Work to be completed: What lines below include the string "banner"? Pick them out and copy them.

Region pointing data:

+-------+

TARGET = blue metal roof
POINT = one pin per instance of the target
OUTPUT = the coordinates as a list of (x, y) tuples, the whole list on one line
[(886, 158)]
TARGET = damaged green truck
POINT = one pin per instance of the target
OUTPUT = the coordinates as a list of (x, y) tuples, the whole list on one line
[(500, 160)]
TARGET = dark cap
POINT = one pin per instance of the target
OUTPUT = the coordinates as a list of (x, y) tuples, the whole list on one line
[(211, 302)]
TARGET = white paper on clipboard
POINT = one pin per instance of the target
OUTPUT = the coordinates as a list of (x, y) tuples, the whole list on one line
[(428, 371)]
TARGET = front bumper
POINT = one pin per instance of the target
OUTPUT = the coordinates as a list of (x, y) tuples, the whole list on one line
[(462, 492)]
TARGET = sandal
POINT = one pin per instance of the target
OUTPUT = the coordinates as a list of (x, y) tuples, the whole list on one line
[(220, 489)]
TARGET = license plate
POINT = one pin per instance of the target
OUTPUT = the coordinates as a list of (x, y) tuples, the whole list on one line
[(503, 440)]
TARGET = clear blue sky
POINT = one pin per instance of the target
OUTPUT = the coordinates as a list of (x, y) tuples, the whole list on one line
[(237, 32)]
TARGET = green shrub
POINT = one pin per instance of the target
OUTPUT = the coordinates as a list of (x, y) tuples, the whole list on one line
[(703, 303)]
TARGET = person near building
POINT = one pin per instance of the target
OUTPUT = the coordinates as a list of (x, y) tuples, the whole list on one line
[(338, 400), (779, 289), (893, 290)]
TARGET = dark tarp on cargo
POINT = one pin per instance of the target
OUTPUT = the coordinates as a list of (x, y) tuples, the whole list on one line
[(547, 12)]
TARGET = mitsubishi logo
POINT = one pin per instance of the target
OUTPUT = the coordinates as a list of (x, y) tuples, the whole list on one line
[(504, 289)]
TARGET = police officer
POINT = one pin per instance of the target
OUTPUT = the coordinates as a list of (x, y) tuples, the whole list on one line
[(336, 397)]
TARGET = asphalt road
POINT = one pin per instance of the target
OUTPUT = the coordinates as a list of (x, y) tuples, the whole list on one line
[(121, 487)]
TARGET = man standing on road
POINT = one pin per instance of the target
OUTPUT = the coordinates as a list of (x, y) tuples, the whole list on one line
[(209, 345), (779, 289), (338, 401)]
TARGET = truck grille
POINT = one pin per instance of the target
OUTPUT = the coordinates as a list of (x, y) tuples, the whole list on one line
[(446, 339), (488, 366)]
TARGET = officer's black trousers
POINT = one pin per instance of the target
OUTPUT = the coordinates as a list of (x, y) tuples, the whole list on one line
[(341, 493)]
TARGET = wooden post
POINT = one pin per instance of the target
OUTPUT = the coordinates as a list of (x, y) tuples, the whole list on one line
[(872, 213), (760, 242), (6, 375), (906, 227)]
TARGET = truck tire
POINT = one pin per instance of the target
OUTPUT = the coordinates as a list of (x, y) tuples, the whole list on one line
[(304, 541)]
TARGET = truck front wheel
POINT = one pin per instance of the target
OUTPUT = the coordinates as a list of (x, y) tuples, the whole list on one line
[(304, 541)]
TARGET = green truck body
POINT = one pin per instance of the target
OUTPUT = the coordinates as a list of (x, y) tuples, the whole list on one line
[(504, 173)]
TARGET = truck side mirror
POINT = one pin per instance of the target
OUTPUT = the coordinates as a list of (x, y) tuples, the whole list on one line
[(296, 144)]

+-------+

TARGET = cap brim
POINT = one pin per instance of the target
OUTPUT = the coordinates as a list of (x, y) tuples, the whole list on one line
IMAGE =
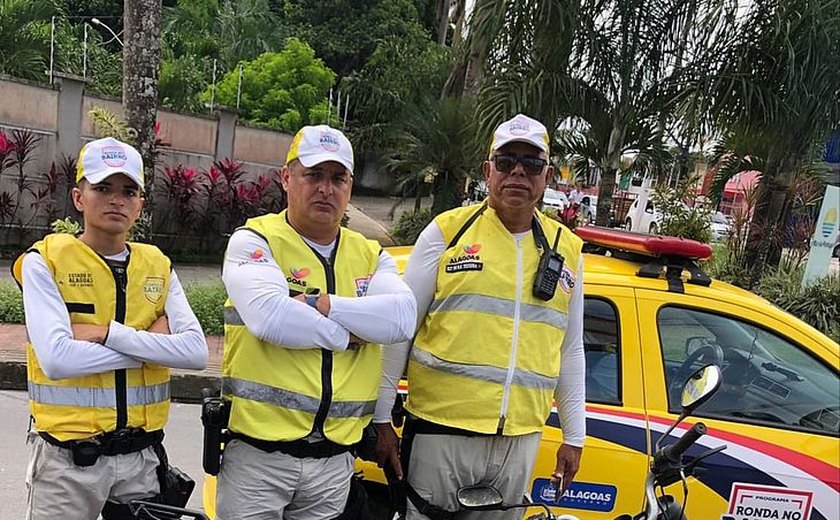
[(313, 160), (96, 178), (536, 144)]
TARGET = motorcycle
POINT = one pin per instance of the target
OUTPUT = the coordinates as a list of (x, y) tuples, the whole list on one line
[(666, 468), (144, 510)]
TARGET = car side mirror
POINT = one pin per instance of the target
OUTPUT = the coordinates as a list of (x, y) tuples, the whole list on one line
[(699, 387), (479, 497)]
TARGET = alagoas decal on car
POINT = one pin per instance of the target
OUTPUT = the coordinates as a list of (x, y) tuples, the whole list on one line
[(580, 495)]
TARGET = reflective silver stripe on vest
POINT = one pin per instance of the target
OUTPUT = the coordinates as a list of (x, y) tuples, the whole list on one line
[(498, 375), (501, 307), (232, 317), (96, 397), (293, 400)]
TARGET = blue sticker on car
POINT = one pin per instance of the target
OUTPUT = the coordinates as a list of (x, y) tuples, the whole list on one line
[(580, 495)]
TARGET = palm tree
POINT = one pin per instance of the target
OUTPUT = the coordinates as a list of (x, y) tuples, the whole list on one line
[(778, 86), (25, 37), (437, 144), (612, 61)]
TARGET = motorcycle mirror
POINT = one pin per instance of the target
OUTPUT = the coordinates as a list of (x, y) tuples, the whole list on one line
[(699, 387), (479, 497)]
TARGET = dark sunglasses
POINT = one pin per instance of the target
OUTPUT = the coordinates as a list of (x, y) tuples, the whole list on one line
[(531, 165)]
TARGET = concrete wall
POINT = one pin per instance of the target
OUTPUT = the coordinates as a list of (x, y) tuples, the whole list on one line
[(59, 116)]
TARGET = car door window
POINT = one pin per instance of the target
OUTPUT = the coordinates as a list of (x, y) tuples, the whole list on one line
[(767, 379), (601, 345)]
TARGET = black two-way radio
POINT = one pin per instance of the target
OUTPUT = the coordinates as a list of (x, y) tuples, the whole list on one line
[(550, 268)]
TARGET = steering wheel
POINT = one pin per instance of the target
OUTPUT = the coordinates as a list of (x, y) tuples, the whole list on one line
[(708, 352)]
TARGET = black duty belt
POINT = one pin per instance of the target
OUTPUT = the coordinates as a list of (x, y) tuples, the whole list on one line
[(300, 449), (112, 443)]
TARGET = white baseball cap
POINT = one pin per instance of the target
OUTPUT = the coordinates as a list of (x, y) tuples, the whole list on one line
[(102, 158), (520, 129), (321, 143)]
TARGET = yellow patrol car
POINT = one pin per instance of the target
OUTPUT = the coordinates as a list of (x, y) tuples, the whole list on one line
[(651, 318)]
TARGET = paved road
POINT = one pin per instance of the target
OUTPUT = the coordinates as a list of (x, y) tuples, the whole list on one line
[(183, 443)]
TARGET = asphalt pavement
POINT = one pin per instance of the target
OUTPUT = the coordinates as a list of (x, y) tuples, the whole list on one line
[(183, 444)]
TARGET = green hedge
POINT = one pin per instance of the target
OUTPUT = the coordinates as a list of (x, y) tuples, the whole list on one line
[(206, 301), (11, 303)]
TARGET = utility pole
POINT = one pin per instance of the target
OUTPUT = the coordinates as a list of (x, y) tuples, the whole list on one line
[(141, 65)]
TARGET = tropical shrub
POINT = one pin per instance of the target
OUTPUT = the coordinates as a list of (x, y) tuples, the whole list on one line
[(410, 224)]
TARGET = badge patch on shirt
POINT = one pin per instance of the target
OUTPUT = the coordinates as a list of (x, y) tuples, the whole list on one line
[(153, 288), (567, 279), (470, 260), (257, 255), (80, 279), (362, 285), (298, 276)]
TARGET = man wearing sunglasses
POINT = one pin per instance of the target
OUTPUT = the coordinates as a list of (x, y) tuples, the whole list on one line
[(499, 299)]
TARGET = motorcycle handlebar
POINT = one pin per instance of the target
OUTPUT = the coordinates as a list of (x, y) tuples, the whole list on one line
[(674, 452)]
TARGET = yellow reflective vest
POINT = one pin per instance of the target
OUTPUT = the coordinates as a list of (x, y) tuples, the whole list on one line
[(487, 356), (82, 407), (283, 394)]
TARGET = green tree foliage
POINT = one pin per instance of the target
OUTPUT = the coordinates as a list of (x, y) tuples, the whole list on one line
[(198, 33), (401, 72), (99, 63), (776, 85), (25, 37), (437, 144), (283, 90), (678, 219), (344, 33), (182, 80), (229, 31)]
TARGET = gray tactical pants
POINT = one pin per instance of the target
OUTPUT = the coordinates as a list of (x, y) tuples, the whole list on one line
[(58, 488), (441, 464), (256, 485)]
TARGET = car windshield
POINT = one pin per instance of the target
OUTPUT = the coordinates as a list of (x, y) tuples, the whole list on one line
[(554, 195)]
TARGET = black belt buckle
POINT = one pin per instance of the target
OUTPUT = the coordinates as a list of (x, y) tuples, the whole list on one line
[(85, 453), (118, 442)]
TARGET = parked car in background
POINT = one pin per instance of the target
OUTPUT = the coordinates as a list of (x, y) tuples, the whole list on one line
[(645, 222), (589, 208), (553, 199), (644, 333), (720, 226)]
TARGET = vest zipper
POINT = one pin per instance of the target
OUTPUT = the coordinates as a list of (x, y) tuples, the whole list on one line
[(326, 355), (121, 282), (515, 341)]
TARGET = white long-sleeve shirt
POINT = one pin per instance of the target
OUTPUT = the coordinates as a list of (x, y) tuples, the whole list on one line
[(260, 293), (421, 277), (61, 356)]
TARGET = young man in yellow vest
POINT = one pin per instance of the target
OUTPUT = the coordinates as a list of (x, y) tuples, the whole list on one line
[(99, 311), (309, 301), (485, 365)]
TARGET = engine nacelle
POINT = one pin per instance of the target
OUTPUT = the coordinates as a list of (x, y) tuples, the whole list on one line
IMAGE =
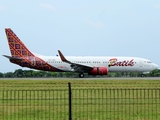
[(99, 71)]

+-------+

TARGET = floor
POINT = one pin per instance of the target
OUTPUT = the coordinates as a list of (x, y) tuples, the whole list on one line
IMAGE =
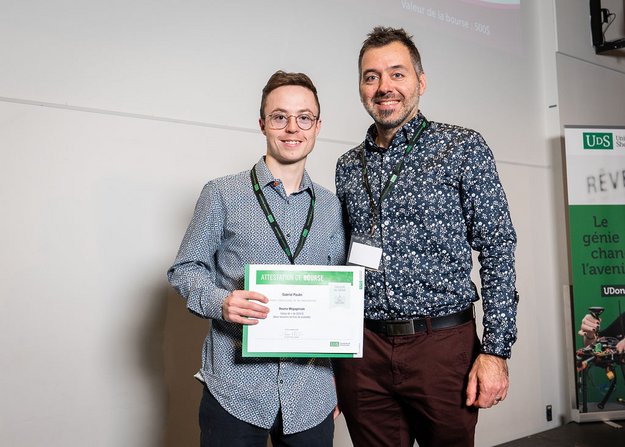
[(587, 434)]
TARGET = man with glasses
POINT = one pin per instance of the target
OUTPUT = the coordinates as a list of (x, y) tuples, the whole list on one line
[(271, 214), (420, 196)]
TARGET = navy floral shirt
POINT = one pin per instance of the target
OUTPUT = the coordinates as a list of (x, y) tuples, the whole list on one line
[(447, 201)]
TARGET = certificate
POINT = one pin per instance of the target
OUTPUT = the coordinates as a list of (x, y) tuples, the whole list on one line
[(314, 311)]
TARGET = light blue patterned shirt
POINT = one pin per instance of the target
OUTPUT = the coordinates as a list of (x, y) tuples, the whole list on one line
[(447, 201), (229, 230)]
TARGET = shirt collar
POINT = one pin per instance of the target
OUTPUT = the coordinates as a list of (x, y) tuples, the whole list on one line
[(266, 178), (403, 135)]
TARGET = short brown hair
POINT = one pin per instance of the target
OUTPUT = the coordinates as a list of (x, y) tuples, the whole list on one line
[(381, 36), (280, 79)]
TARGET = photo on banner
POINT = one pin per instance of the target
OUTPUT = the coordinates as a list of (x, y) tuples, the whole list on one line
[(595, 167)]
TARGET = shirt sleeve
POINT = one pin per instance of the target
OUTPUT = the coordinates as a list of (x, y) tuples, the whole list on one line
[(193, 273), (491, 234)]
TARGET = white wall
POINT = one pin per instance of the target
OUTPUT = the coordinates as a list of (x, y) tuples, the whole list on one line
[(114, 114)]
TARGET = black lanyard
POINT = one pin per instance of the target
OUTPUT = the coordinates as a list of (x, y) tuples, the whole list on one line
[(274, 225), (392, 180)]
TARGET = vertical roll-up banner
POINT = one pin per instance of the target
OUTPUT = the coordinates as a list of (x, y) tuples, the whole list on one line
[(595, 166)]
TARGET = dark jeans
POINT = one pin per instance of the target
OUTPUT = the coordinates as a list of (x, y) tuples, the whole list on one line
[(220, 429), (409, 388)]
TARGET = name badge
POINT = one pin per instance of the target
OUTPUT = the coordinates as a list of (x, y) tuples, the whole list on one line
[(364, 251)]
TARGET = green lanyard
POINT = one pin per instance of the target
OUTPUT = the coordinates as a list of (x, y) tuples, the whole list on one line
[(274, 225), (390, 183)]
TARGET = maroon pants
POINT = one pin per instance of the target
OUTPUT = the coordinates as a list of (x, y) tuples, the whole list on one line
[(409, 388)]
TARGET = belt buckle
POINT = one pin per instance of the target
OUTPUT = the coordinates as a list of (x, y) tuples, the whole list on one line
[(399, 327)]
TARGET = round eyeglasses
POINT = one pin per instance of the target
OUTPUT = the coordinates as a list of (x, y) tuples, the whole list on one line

+-------+

Answer below:
TARGET = photo on banner
TARGET = vertical roll-up banner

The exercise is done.